**Text**
▬▬▬

|Publication number||US5938111 A|
|Application number||US 09/034,915|
|Publication date||Aug 17, 1999|
|Filing date||Mar 4, 1998|
|Priority date||Mar 4, 1998|
|Publication number||034915, 09034915, US 5938111 A, US 5938111A, US-A-5938111, US5938111 A, US5938111A|
|Inventors||Charles F. Grigsby|
|Original Assignee||North American Container Corporation|
|Export Citation||BiBTeX, EndNote, RefMan|
|Patent Citations (8), Referenced by (6), Classifications (7), Legal Events (4)|
|External Links: USPTO, USPTO Assignment, Espacenet|
The present invention relates generally to corrugated paperboard containers. More particularly, the present invention relates to corrugated paperboard containers having bottom flaps which lock together to self-maintain the containers in squared-open configurations especially for filing with bulk materials.
Containers are used to enclose goods that are transported from manufacturer's to consumers. The containers enclose the goods for protecting the goods, for shipping and handling of the goods, and for storage of the goods.
Corrugated paperboard containers provide a light weight yet relatively strong body for enclosing goods. Corrugated paperboard containers, known generally in the trade as slotted cartons, provide a number of advantages. Slotted cartons typically are formed from an elongate blank of corrugated paperboard sheet. Scores are formed in the blank which are spaced-apart and transverse to a longitudinal axis of the blank. The scores define wall panels in the blank, and typically bottom and top flaps are defined by a pair of scores spaced-apart from the longitudinal axis. The flaps fold along the scores to close the container formed from the blank.
A score at one end of the blank defines a manufacturer's joint. The blank of the corrugated paperboard sheet is folded on the scores. The manufacturer's joint is adhesively joined to the wall panel at the opposite end of the blank. A walled container defining a cavity for holding goods is thereby formed. Such containers can be shipped and stored in a "knocked-down" configuration in which the container is substantially flat. For use, the container is "squared-open" whereby the walls of the container are disposed at substantially perpendicular angles. The walls of the container define a cavity for containing goods within the container. These containers also typically include foldable flaps to form a closed top and bottom for the container. On large containers, often a separate corrugated top cap or lid is preferred for ease of handling, top loading the container, and cost. Such top caps are typically constucted of a lighter weight singlewall corrugated paperboard.

▬▬▬

**Source data**
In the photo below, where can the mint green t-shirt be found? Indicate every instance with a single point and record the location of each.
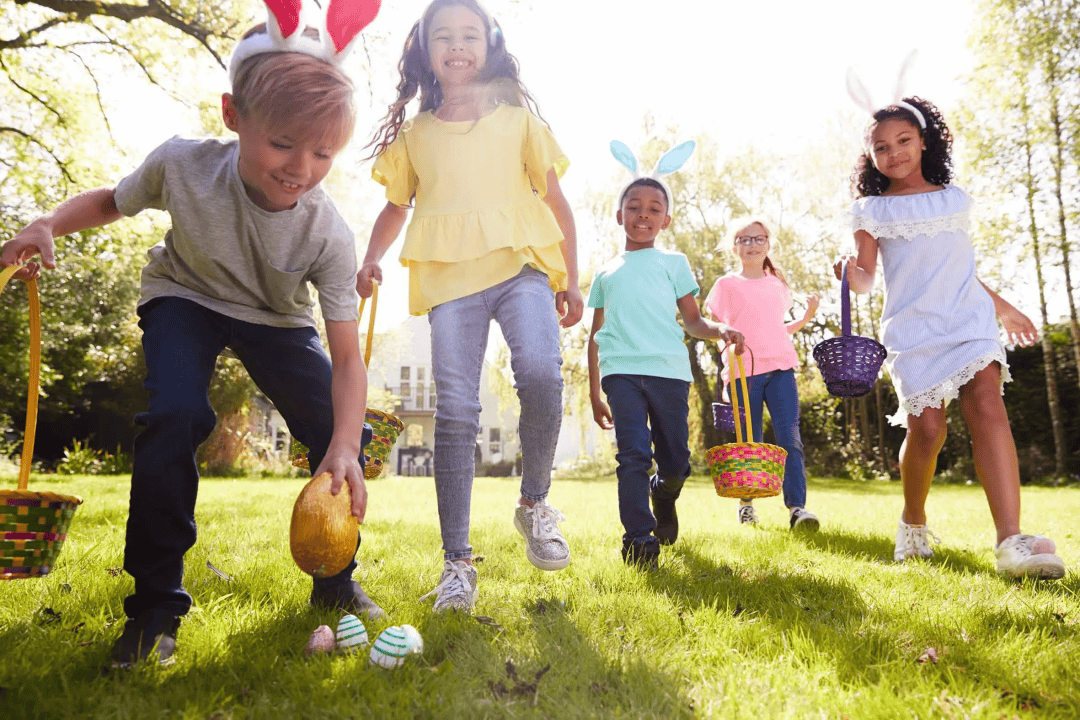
(639, 291)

▬▬▬

**Required tasks**
A – In the corrugated container patent text, what does a score at one end of the blank define?
B – Continue the corrugated container patent text from its last sentence.
The data has no connection to the text about corrugated paperboard containers.

**Answers in order**
A – A manufacturer's joint.

B –
Large knock-down corrugated paperboard containers are used for holding, storing, and shipping bulk flowable materials. For example, plastics manufacturer's ship containers holding hundreds of pounds of plastic beads to customers. Typically such containers are large. One plastics resin manufacturer uses containers which are approximately thirty-six inches wide, forty-two inches long, and thirty-three inches high, which defines a cavity of approximately twenty-eight cubic feet. Because of the size of the container, its weight, and the difficulties in folding the bottom flaps, two production line workers handle and setup the knocked-down containers at the filling station on the production line.
For use, the corrugated paperboard container is squared-open and the bottom is formed by folding the opposing bottom flaps inwardly. Two opposing flaps from two opposing side panels are folded inwardly. The other two opposing flaps are then folded over. The folded-over flaps thereby define the bottom of the container. The squared-open container must then be inverted onto a pallet with the bottom down. The bottom flaps however tend to spring open along the scores separating the bottom flaps from the respective side or end panel of the corrugated paperboard body. The springy bottom flaps make inverting the container awkward and difficult to accomplish. The container may move away from a substantially squared-open configuration to a partially collapsed configuration. To keep the bottom flaps from moving from the folded, bottom-defining, squared-open orientation, a ribbon of adhesive tape is used to hold the flaps closed. The workers attach the tape along the seam between the opposing flaps.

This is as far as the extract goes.